*** Opening of Records for processing ***

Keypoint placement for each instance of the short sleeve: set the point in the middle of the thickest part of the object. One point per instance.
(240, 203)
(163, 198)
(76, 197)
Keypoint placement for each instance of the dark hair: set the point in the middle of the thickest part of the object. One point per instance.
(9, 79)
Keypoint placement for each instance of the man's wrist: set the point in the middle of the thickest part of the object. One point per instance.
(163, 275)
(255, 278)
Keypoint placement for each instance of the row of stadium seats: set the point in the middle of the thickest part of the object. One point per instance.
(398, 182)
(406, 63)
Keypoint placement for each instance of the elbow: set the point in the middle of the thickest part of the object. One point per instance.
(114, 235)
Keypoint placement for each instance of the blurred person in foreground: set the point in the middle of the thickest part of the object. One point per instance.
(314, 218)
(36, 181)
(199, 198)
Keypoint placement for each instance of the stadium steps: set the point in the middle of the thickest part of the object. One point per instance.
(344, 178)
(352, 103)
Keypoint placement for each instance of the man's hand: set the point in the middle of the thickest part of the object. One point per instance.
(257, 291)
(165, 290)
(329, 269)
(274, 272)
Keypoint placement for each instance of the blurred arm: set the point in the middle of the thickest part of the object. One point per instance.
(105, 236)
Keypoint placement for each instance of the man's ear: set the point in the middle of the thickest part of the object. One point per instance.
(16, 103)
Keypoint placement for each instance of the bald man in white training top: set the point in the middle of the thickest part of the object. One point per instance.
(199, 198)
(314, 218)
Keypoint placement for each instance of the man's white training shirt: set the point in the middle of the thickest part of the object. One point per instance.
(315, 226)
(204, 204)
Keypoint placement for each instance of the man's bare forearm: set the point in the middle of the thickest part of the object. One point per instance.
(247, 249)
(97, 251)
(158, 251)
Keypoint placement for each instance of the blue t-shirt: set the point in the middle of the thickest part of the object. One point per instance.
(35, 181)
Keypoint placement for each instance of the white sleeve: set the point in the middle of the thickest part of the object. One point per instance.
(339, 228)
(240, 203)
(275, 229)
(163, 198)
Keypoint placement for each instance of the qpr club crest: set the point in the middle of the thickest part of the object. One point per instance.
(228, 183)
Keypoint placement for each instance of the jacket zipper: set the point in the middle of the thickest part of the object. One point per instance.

*** Close of Records for processing ***

§ **Exercise**
Would you restate the entries word for word, omitting none?

§ **Answer space**
Keypoint placement for each instance of the short sleeve: set the point in the middle of the thickest part of the object. One point per instance.
(240, 203)
(163, 198)
(76, 197)
Keypoint placement for each instance of the dark hair: set the point in the middle of the thickest part of the object. One point per instance.
(9, 79)
Keypoint placement for each instance of the man's wrist: set the point in the middle of the thickest part of the object. One point per instance.
(163, 275)
(255, 278)
Keypoint placement for each instance of the row of stadium seats: set the point in the middle of the thickest part of the object. One point per instance.
(398, 182)
(406, 63)
Keypoint placement for each instance of the elbow: set the point in the middle of the thickest part of the object. One point per instance.
(114, 235)
Keypoint placement for each instance of the blurred person in foreground: set the point in the middle of the thickest part of the object. One point per instance.
(314, 218)
(36, 181)
(199, 198)
Keypoint placement for each instance of the stadium steps: set the point in the middle of the thickest part of the object. One point per instance.
(344, 178)
(352, 103)
Keypoint placement for each instance of the man's hand: set the point in the middle of the thickest part of the object. One point per instance.
(257, 291)
(165, 290)
(329, 269)
(274, 272)
Keypoint placement for each instance of the blurred arm: set the point in the middle of the thickest part of the object. One point per instance.
(105, 236)
Keypoint placement for each instance of the man's ear: set the point in the middle of the thickest part of the object. One point per instance.
(16, 103)
Keypoint placement for each instance of the bald man in white training top: set the point in the middle of the thickest part of the object. One point per instance.
(199, 198)
(314, 218)
Keypoint placement for each instance of the man's white training shirt: set the point in the middle of the thickest part of the object. One point per instance.
(315, 226)
(204, 204)
Keypoint placement for each instance of the man's bare forearm: set the point in the middle of the thickest part of the object. One point per instance.
(247, 249)
(97, 251)
(158, 251)
Keypoint placement for each instance of the blue t-shirt: set the point in the middle of the thickest part of the object. One point per instance.
(35, 181)
Keypoint placement for each instance of the white sleeve: set the point in the middle of the thickest part of the object. One point per instance.
(339, 228)
(240, 203)
(275, 229)
(163, 198)
Keypoint placement for each instance of the qpr club crest: set the point in the middle of the thickest part of the object. One point per instance.
(228, 183)
Keypoint placement for each instance of the jacket zipper: set the point in the middle of the thickest part of the object. One point per instance.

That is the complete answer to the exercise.